:: WHAT THIS EXERCISE ASKS ::
1. Decide whether each statement below agrees with the passage comparing the governments of Namibia and Botswana, answering yes or no and quoting the deciding words: (a) The writer read and annotated the complete constitutions of both countries. (b) The constitutions of Botswana and Namibia are shorter than the US constitution. (c) The writer divided this section of the study into four subsections.
2. Carry on the passage comparing the governments of Namibia and Botswana from the point where it stops.

:: DOCUMENT PASSAGE ::

You don't believe me, do you? Well, dig this - after I read and annotated the complete constitutions of both Botswana and Namibia (and they are way longer than that of the good ol' US of A) I wrote the following (useless to you, probably) mess:

Institutional Arrangement of the Branches of
Government and the Legislative Process

Contrasting and comparing any two states’ formal institutional arrangements is a problematic task in the contemporary age – the American constitutional model, with its complex system of checks and balances has made its mark on the institutional systems of many states hoping to avoid slipping from republic or democracy into tyranny. Namibia and Botswana are, as shall shortly be made clear, no exception to this rule. In order to deal with the inherent complications in this task, I have divided this section of my study into three subsections. First, I will review the formal institutional arrangements of Namibia. Second, I will review the formal institutional arrangements of Botswana. Finally I will list and explain the fundamental differences between the two, commenting on the theoretical implications of each.

:: DATA ROWS ::
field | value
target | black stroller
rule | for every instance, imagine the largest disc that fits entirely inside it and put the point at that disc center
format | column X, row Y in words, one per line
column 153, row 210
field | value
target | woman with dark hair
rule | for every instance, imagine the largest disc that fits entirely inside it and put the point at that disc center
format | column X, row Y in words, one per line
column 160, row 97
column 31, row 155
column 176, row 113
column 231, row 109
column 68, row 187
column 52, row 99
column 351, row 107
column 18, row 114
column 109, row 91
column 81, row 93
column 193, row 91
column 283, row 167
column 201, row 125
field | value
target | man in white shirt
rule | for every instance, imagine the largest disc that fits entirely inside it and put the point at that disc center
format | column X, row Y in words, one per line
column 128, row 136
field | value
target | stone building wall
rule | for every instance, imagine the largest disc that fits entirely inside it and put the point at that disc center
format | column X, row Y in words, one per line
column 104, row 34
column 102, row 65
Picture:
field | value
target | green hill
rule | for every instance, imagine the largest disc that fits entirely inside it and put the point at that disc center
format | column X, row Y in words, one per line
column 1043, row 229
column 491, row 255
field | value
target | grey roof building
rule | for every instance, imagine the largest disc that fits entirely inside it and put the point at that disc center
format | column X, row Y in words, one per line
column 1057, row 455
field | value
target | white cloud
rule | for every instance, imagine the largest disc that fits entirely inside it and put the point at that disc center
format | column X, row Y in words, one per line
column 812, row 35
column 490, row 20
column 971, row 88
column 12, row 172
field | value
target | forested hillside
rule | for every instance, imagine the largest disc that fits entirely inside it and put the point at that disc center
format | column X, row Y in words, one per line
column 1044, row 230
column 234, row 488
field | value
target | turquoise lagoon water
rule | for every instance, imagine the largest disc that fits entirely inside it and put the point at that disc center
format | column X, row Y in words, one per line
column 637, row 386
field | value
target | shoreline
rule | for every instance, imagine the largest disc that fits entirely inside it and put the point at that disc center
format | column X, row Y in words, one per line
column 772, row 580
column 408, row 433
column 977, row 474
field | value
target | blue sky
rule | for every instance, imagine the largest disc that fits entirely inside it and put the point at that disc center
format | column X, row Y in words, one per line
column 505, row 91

:: ANSWERS TO THE EXERCISE ::
1.
(a) Yes: "after I read and annotated the complete constitutions of both Botswana and Namibia"
(b) No: "they are way longer than that of the good ol' US of A"
(c) No: "I have divided this section of my study into three subsections"

2.
Also, in an additional note, for the first two subsections below, citations are to the relevant elements of the various nation-states’ respective constitutions.

Namibia

Namibia’s political system is divided into three independent branches whose relation to one another is very similar to that of the United States of America. One corner of the Namibian political pyramid, that of the executive branch, is built around a president. (Chapter V, Article 27, Paragraph 1). The president attains office through direct election by at least 50% of the voting population – failure to achieve 50% in the final vote necessitates additional, succeeding ballots (Chapter V, Article 28, Paragraph 2, Sections a, b, and d). The president’s term of office is five years (Chapter V, Article 29, Paragraph 1) – originally there was a two-term limit, but recently the National Assembly amended the Constitution to allow a third term (First Amendment). The president of Namibia is ineligible for prosecution during office, but if impeached by the National Assembly (Chapter V, Article 31) is eligible for criminal (but not civil) charges with regards to the basis of the impeachment.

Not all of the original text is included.